INSTRUCTION 1 -
From the export-control passage, list every organization or regime it names. Leave out governments, countries and alliances.
INSTRUCTION 2 -
In the export-control passage, rewrite the stretch from "export licensing authorities" through "in the business.", changing "worst of all worlds" to "least favorable outcome".

QUOTED PASSAGE -

________________

There seems to be widespread agreement regarding United States
export control policies aimed at keeping dangerous technology out of
the hands of the so-called pariahs, or rogue states, and AMT strongly
supports this policy. Nevertheless, the most difficult issues revolve
around what to do about China.
Certainly China presents a dilemma for U.S. export policy. On the
one hand, China is a major trading partner and needs to import capital
goods, including machine tools, to support its commercial economic
development. On the other hand, China is quite clearly viewed by U.S.
export licensing authorities as a potential military threat and
technology transfer risk.
The picture is no clearer with our allies. There is no consensus
within the Western alliance about how to treat technology transfer to
China, and there is presently no effective multilateral forum in which
to address U.S. Government concerns about dual-use exports. This
dilemma has led to the worst of all worlds for both the U.S. Government
and U.S. machine tool companies. The Chinese can readily obtain the
machine tools they desire, and U.S. companies are denied participation
in the business.
UNOVA, particularly our Cincinnati Machine Division, has been a
major exporter to China, and so I would like to add something of our
own experiences as a U.S. Government licensee. In the days of CoCom,
the multilateral organization that coordinated technology transfer
during the Cold War, the licensing process was slow and the outcome was
uncertain. But we were confident that it provided a level playing field
among our potential competitors, with rules that were reasonably clear.
Its successor regime, the Wassenaar Arrangement, which has been in
existence since 1996, leaves licensing decisions and methods up to
individual countries, based on a concept called "national discretion."

________________

GIVEN ENTRIES -
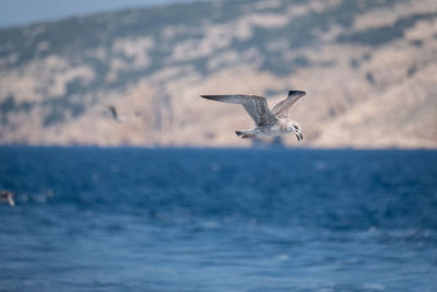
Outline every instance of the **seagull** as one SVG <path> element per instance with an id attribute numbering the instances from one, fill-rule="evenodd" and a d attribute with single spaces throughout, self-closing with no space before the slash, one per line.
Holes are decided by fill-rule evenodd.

________________

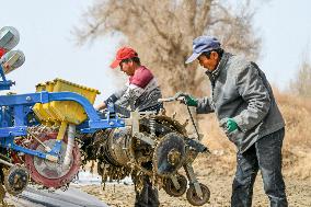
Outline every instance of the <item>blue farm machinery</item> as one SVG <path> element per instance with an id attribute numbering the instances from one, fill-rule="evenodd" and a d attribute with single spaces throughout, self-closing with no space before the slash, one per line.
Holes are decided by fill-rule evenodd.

________________

RIGHT ANSWER 1 -
AMT, UNOVA, Cincinnati Machine Division, CoCom, Wassenaar Arrangement

RIGHT ANSWER 2 -
export licensing authorities as a potential military threat and
technology transfer risk.
The picture is no clearer with our allies. There is no consensus
within the Western alliance about how to treat technology transfer to
China, and there is presently no effective multilateral forum in which
to address U.S. Government concerns about dual-use exports. This
dilemma has led to the least favorable outcome for both the U.S. Government
and U.S. machine tool companies. The Chinese can readily obtain the
machine tools they desire, and U.S. companies are denied participation
in the business.